> Exercise goal: Among the records that follow, find each line holding the word "hair" and copy it.

> Input data:
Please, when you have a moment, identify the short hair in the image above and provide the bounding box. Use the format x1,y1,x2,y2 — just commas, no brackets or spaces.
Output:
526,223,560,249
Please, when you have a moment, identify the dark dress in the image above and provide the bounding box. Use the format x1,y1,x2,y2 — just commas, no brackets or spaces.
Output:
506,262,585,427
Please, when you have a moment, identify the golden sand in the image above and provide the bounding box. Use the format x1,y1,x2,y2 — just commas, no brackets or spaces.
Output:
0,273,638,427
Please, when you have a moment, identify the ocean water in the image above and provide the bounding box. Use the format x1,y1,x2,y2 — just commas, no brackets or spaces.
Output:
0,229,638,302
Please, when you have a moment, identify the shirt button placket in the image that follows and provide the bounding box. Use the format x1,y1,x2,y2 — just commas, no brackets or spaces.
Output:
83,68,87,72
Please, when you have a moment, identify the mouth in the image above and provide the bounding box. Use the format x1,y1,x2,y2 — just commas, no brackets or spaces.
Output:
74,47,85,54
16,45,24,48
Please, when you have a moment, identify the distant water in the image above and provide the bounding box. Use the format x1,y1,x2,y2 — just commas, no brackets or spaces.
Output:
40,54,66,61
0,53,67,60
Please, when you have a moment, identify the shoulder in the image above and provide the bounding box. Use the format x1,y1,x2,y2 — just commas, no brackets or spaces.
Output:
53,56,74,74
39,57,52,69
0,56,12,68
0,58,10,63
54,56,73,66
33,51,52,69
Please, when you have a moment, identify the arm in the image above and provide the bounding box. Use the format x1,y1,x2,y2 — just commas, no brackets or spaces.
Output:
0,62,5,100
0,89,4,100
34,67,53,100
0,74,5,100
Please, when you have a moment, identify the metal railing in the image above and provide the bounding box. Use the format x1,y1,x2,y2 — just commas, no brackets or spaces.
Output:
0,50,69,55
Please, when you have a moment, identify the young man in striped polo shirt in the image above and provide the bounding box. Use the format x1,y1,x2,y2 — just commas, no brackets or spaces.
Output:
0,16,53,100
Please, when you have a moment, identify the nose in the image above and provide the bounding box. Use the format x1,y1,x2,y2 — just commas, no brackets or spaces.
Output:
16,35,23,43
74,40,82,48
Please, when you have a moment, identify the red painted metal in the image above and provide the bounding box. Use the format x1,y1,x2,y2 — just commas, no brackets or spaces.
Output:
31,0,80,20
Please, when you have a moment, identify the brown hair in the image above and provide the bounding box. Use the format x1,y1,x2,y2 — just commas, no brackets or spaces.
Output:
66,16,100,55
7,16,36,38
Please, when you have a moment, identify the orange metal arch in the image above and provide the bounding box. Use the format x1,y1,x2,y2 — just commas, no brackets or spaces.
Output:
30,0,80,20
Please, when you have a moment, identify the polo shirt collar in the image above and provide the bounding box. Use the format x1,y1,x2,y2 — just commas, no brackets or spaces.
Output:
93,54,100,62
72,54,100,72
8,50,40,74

> Exercise result:
Please, when you have a moment, identify the short hair in the image above and provide the bounding box. Use the format x1,y1,x2,y2 — just commas, no brackets or spaces.
Please, when you have a moment, identify the brown hair in the image above and provide the bounding box. Use the format x1,y1,x2,y2 — just commas, no brackets or spaces.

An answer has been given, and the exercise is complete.